(MATERIAL FOR THIS EXERCISE):
..............................

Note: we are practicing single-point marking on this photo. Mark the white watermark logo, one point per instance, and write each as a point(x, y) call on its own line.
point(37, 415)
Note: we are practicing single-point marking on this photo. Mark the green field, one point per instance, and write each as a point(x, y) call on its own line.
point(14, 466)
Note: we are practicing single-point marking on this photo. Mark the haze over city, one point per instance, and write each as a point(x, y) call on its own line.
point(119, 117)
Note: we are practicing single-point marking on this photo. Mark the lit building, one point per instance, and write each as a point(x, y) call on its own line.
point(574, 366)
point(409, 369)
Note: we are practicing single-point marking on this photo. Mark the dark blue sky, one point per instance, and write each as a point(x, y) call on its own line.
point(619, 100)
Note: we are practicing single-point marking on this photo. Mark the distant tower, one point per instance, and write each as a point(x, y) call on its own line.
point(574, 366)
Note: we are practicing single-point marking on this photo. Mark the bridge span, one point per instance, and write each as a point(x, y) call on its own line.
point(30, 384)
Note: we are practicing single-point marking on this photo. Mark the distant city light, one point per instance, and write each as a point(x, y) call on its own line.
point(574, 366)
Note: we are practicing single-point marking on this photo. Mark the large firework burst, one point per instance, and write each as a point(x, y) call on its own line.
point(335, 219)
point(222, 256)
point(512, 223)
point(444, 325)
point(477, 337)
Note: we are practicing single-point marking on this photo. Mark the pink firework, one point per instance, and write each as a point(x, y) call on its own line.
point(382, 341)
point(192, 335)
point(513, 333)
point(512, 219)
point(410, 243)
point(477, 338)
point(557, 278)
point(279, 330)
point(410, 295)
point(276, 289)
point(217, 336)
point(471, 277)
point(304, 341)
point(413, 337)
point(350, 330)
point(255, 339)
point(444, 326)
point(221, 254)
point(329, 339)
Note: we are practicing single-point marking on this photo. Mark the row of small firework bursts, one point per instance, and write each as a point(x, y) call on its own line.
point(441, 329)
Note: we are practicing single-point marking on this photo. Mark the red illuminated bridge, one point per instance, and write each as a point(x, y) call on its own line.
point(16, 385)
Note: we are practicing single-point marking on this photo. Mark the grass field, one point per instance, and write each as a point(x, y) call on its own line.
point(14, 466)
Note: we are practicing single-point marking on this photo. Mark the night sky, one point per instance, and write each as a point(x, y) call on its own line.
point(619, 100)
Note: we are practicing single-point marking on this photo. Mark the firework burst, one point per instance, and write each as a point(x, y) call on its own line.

..............................

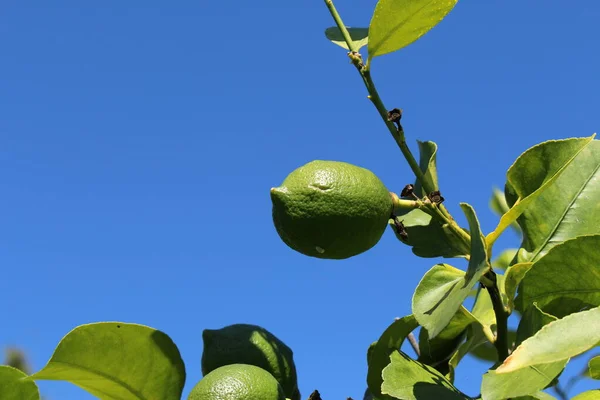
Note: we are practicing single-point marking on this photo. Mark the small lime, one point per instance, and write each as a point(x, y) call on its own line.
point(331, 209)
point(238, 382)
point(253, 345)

..............................

(GOAL OF THE EXERCISE):
Could you pull out, unchanged, the material from the line containing "Mark the large" through the line containing "point(329, 339)", with both of those lines included?

(RESPONSE):
Note: we are practicing single-point marking on this photo. Mark the large firework burst, one point per instance, and write each as a point(x, y) call on its own line.
point(335, 219)
point(222, 256)
point(512, 223)
point(444, 325)
point(477, 337)
Note: we are practicing single-point marking on this photo. Mark the pink firework, one point per instance, and write each as a point(x, y) call on its own line.
point(382, 341)
point(192, 335)
point(513, 333)
point(512, 219)
point(410, 243)
point(477, 338)
point(557, 278)
point(279, 330)
point(410, 295)
point(276, 289)
point(217, 336)
point(471, 277)
point(304, 341)
point(413, 337)
point(350, 330)
point(255, 339)
point(444, 326)
point(221, 254)
point(329, 339)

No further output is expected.